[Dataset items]
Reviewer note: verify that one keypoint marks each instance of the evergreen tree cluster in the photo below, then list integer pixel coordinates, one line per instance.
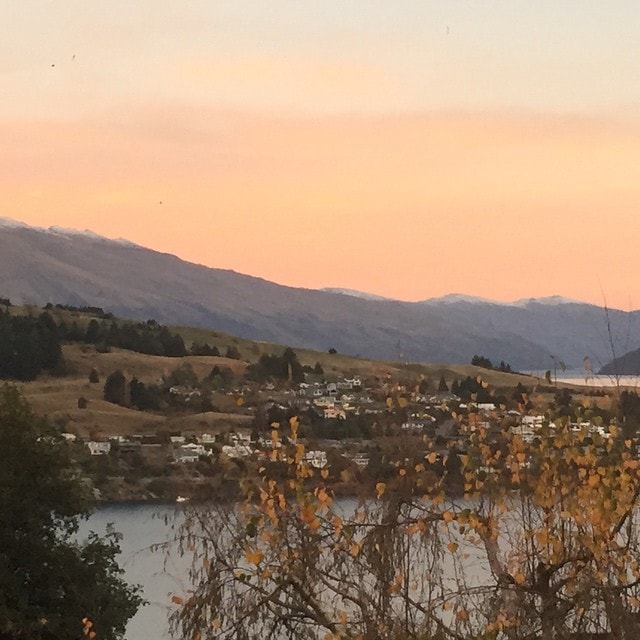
(485, 363)
(94, 311)
(274, 367)
(471, 389)
(143, 337)
(28, 346)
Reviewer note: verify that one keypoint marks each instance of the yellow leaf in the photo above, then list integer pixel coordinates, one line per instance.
(253, 556)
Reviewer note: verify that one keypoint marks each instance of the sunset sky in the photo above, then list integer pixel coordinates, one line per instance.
(409, 149)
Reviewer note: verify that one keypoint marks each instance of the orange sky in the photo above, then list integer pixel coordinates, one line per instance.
(336, 169)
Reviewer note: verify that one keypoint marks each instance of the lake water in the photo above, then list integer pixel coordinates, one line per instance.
(160, 574)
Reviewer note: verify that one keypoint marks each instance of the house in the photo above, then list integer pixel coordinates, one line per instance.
(332, 413)
(196, 449)
(316, 458)
(186, 455)
(361, 459)
(99, 448)
(237, 450)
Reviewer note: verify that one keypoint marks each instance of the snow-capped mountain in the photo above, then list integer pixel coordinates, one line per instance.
(81, 268)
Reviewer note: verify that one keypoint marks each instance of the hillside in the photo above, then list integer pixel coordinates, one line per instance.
(56, 396)
(75, 268)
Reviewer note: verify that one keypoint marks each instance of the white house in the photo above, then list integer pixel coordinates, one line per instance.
(99, 448)
(316, 458)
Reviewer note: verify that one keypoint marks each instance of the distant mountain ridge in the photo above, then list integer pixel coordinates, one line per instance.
(81, 268)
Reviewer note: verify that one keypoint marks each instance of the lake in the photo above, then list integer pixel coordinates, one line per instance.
(160, 574)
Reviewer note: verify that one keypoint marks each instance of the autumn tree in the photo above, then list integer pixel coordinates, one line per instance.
(535, 538)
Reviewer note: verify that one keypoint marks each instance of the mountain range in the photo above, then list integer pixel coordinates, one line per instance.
(84, 269)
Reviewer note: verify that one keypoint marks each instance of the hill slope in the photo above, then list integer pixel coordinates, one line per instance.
(75, 268)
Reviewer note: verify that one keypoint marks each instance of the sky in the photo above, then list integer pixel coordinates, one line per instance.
(409, 149)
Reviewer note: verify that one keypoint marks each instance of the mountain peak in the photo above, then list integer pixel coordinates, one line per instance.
(10, 223)
(354, 293)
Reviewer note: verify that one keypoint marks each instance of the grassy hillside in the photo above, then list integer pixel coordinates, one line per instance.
(57, 397)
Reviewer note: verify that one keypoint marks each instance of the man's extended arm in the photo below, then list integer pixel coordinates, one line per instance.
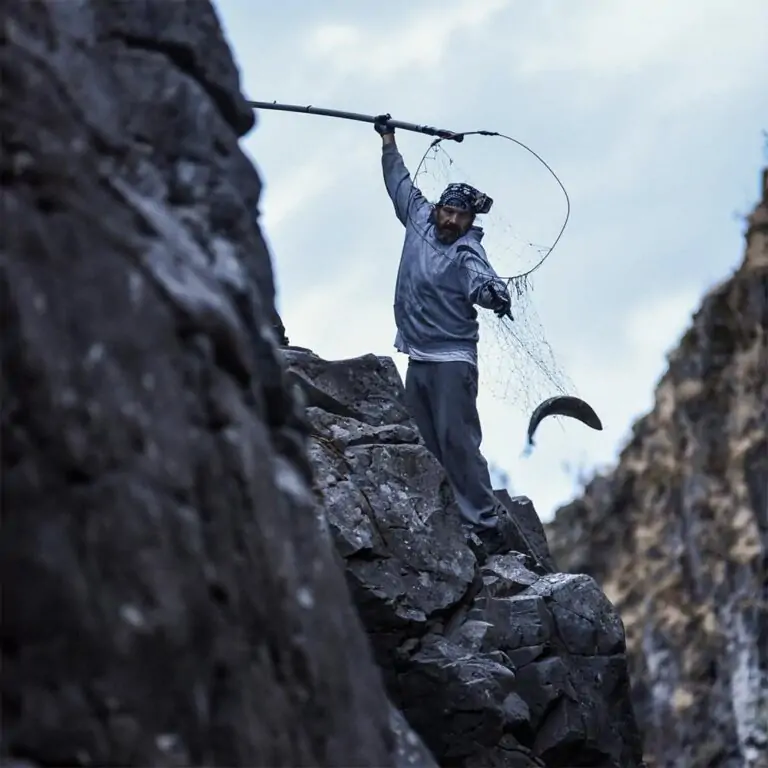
(405, 195)
(484, 287)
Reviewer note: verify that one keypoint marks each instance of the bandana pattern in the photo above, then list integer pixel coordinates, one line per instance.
(466, 198)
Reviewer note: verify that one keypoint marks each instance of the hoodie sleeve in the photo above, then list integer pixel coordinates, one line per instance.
(480, 277)
(407, 198)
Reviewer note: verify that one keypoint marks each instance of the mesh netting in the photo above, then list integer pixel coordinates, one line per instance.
(517, 364)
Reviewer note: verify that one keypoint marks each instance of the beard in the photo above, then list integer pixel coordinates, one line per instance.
(447, 235)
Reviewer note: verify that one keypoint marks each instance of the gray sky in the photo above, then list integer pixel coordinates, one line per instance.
(650, 111)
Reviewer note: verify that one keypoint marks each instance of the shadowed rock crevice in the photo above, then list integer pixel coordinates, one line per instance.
(495, 663)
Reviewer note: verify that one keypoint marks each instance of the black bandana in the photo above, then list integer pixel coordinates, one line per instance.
(466, 198)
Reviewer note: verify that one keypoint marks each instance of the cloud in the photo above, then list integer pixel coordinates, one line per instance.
(645, 110)
(415, 44)
(611, 40)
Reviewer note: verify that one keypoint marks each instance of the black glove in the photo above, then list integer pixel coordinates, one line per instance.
(381, 126)
(502, 304)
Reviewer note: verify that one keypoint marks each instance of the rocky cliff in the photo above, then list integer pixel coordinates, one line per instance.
(495, 662)
(169, 596)
(677, 534)
(195, 522)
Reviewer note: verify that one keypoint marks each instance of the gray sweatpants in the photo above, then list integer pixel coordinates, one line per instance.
(442, 398)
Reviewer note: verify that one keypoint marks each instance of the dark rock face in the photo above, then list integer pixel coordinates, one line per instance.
(499, 664)
(677, 534)
(171, 596)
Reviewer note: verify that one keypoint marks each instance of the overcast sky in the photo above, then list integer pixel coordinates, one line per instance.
(650, 111)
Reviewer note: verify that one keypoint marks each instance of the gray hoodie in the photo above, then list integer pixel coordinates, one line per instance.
(438, 285)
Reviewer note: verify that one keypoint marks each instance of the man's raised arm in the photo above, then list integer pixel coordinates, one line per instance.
(406, 197)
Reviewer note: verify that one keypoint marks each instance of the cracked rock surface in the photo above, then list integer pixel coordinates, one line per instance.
(170, 595)
(677, 533)
(498, 663)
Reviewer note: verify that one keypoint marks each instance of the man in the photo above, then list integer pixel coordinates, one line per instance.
(444, 272)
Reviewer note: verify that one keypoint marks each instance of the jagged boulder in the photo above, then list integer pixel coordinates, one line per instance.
(494, 663)
(677, 532)
(170, 595)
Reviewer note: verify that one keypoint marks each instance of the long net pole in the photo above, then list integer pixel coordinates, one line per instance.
(310, 110)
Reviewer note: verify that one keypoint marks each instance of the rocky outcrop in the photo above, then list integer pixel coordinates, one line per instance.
(170, 596)
(496, 662)
(677, 534)
(174, 594)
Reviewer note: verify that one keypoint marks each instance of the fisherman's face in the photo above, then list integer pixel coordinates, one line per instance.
(451, 223)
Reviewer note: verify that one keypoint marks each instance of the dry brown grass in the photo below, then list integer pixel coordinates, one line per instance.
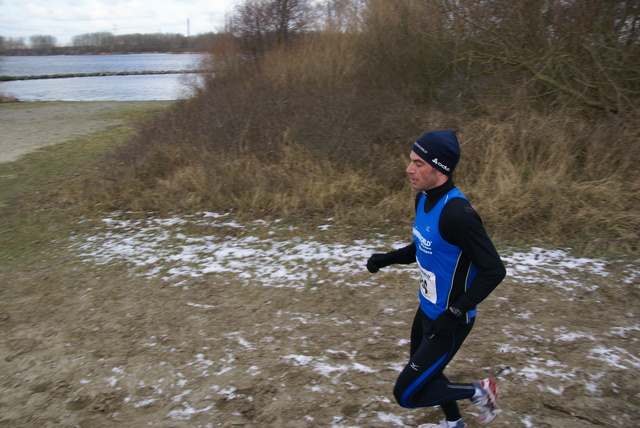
(323, 128)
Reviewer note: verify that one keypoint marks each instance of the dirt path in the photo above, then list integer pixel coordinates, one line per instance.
(198, 322)
(28, 126)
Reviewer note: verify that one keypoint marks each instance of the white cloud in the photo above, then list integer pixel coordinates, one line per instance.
(64, 19)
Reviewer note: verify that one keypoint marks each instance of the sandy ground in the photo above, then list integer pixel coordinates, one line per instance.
(102, 339)
(35, 125)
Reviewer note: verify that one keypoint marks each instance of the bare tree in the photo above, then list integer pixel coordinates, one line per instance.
(265, 24)
(588, 51)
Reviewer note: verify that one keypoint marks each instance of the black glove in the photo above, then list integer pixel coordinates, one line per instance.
(444, 325)
(377, 261)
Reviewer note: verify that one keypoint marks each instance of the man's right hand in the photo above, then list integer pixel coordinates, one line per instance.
(376, 262)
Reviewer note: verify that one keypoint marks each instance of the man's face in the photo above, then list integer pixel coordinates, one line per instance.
(423, 176)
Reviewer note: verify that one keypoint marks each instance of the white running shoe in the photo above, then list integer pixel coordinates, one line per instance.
(487, 404)
(444, 424)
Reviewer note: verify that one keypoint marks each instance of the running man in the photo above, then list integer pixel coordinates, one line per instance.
(458, 268)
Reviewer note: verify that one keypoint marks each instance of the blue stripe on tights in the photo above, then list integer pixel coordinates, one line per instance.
(415, 386)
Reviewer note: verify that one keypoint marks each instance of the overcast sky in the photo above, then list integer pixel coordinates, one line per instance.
(64, 19)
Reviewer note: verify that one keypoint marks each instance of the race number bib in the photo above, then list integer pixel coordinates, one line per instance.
(428, 285)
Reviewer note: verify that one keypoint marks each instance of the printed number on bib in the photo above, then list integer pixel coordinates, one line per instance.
(428, 285)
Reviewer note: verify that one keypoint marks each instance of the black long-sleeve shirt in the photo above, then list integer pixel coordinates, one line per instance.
(460, 225)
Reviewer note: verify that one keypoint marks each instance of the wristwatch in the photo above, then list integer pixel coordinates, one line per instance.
(457, 313)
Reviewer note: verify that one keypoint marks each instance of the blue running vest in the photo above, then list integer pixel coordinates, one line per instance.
(444, 273)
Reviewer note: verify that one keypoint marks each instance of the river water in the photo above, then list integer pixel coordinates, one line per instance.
(100, 88)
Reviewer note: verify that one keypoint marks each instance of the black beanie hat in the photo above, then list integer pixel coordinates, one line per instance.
(440, 149)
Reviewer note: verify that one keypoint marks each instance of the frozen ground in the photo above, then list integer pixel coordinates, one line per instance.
(222, 324)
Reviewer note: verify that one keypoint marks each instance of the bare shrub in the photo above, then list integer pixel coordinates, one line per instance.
(323, 126)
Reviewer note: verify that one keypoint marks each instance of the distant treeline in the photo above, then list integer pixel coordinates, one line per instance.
(108, 43)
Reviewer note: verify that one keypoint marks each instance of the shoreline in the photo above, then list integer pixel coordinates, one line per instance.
(31, 125)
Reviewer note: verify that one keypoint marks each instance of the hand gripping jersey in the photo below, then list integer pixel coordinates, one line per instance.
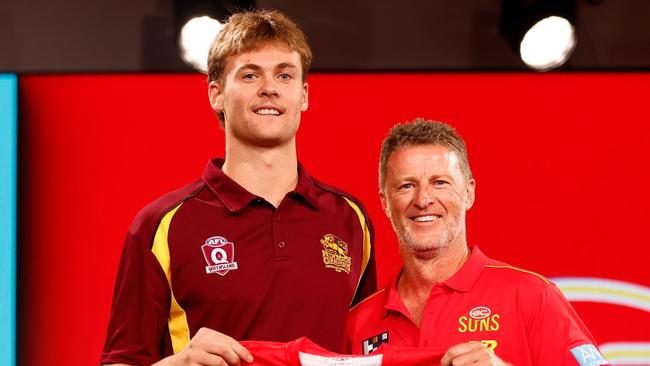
(518, 314)
(304, 352)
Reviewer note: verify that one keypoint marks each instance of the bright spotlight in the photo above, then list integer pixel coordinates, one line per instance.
(541, 32)
(548, 43)
(195, 40)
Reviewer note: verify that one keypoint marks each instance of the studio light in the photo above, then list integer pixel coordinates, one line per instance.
(541, 32)
(198, 22)
(195, 40)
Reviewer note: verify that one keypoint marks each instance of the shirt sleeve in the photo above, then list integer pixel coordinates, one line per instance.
(557, 335)
(368, 281)
(137, 330)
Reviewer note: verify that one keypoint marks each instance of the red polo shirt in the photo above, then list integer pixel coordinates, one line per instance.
(304, 352)
(212, 254)
(520, 315)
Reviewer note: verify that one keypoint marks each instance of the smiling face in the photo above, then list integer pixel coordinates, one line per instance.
(425, 196)
(262, 96)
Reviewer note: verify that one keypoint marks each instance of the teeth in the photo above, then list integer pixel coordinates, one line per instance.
(425, 218)
(268, 111)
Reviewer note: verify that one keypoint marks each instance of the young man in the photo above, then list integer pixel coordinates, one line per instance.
(255, 249)
(449, 295)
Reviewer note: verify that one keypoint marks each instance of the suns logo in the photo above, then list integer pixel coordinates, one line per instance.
(335, 253)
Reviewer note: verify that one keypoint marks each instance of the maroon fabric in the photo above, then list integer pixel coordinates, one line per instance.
(281, 289)
(520, 315)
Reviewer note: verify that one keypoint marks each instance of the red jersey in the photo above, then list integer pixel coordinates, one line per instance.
(215, 255)
(518, 314)
(303, 352)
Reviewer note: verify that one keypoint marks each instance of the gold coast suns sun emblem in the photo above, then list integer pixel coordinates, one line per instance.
(335, 253)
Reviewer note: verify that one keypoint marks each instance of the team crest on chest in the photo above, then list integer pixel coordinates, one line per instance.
(219, 254)
(335, 253)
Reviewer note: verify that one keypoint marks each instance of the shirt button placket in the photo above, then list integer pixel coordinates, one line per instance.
(279, 244)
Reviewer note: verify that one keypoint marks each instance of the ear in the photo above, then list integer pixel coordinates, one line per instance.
(215, 93)
(305, 97)
(384, 203)
(471, 194)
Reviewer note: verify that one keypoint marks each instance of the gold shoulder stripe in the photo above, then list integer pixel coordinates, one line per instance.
(521, 270)
(179, 329)
(368, 298)
(366, 241)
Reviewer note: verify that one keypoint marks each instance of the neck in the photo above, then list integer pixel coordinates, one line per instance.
(268, 172)
(435, 268)
(421, 274)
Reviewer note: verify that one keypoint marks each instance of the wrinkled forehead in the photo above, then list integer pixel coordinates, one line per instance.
(271, 53)
(417, 159)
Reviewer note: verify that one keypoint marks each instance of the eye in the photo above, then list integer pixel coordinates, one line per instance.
(285, 76)
(249, 76)
(406, 186)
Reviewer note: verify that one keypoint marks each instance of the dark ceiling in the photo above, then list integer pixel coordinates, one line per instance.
(354, 35)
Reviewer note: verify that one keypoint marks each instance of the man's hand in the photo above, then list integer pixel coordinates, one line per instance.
(470, 353)
(209, 348)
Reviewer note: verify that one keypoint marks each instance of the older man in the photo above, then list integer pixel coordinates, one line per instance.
(449, 296)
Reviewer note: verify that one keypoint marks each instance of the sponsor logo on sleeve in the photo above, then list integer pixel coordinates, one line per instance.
(219, 254)
(588, 355)
(371, 344)
(479, 319)
(335, 253)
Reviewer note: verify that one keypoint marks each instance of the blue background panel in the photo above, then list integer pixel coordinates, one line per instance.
(8, 125)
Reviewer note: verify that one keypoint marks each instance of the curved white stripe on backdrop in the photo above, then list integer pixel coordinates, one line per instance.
(605, 291)
(626, 353)
(612, 292)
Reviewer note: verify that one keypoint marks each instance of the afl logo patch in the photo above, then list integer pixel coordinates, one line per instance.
(219, 254)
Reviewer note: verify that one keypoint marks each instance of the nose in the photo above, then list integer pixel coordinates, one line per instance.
(269, 88)
(424, 196)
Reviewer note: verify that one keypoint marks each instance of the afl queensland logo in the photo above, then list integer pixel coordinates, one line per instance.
(219, 254)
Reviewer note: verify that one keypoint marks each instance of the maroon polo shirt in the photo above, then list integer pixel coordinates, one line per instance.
(212, 254)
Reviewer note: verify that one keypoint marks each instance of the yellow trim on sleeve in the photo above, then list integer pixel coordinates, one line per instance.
(179, 329)
(521, 270)
(367, 246)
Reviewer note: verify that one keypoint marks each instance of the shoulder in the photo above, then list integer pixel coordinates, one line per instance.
(523, 281)
(345, 197)
(149, 217)
(372, 305)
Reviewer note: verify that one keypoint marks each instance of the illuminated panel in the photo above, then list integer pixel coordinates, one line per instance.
(7, 219)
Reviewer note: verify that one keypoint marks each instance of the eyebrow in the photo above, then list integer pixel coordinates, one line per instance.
(283, 65)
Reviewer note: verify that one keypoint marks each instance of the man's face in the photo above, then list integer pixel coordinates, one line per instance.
(426, 196)
(262, 95)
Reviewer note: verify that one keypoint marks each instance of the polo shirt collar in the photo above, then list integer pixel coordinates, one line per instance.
(462, 281)
(236, 197)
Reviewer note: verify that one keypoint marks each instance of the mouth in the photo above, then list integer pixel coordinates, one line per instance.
(267, 111)
(426, 218)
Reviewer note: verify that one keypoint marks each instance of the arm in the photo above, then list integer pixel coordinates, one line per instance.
(471, 353)
(209, 347)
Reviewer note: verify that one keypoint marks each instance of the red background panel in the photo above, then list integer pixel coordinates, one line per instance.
(560, 161)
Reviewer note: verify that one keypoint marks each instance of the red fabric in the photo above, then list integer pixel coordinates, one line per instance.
(522, 316)
(288, 354)
(280, 290)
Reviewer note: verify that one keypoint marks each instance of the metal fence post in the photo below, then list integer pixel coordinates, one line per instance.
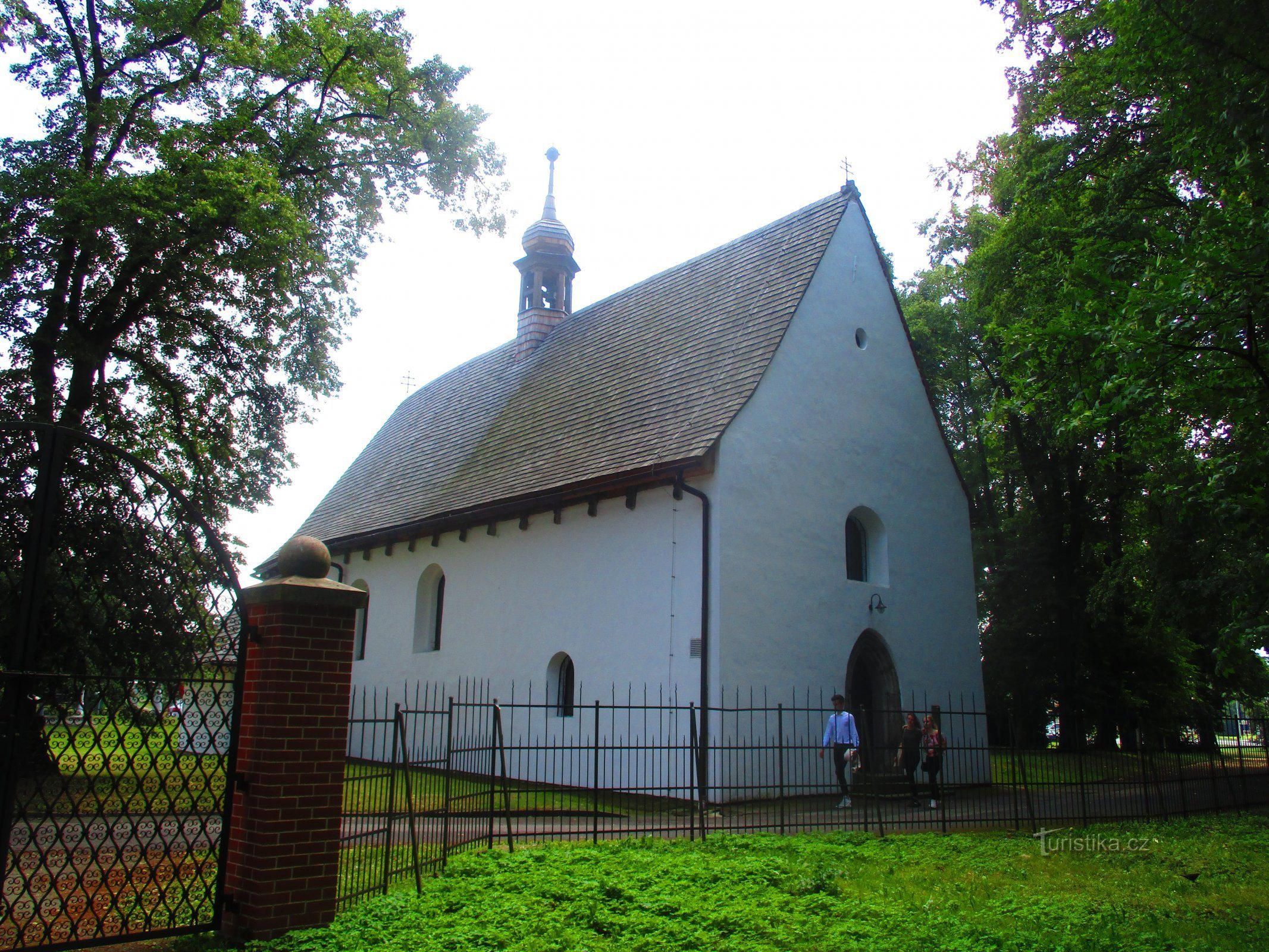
(450, 767)
(1013, 774)
(493, 769)
(697, 785)
(409, 800)
(1022, 772)
(1243, 767)
(507, 795)
(1141, 763)
(594, 787)
(779, 728)
(1079, 756)
(391, 818)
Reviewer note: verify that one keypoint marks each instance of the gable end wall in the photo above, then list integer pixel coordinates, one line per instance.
(832, 427)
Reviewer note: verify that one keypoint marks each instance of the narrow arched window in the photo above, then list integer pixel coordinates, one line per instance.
(359, 624)
(430, 608)
(438, 612)
(561, 686)
(857, 550)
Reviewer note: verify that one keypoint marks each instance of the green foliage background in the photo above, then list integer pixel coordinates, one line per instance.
(1094, 328)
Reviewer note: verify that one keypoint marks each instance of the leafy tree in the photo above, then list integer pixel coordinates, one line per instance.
(176, 255)
(1105, 265)
(177, 248)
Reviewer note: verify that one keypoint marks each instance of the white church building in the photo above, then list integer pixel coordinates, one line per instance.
(726, 475)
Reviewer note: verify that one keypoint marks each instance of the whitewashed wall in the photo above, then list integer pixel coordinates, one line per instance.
(618, 592)
(833, 427)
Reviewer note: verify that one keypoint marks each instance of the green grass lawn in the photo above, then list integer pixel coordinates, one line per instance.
(1199, 885)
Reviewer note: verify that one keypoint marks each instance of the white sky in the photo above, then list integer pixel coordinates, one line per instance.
(681, 126)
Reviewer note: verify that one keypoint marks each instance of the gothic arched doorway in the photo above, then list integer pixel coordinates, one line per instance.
(872, 697)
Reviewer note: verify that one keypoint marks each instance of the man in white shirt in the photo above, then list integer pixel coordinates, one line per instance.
(841, 734)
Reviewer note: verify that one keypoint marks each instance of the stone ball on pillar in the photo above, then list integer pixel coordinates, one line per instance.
(303, 556)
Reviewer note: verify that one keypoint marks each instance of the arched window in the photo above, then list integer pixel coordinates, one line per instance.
(359, 624)
(430, 608)
(867, 547)
(857, 550)
(561, 686)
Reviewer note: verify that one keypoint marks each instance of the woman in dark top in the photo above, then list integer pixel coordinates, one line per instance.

- **Instruction**
Extract, exactly as they appear, the lines from the one containing "the white sky" through the final line.

- **Exercise result**
Reviewer note: verify that one keypoint marks each instance of the white sky in the photo above, then list integer pixel coordinates, one line per instance.
(681, 126)
Reviewer note: verify that one keypoint marks each instance of the gothic arched doorway in the photo above, then list integer pixel coordinates, one line per instance.
(872, 697)
Reviewer note: verify that one keypoint marks each instance of the man in white shirt in the photo above, then list integer pixel coordinates, one line per instance.
(841, 734)
Reviewer note: verify that one keypoint marks each instance of the stone ball on pillar in the photo above, then list integer pixel coordinates, one line per instance.
(303, 556)
Reviewer note: verify that one keypoint marks each instance of the arched window in the photo above, then list integer pixel coordinates, one line per instance.
(359, 624)
(430, 608)
(867, 547)
(857, 550)
(561, 686)
Reviewer note: verify that one keypoint marks each instance of the woman in dark top in the photo above, then list integer pixel coordinates, one line per instance.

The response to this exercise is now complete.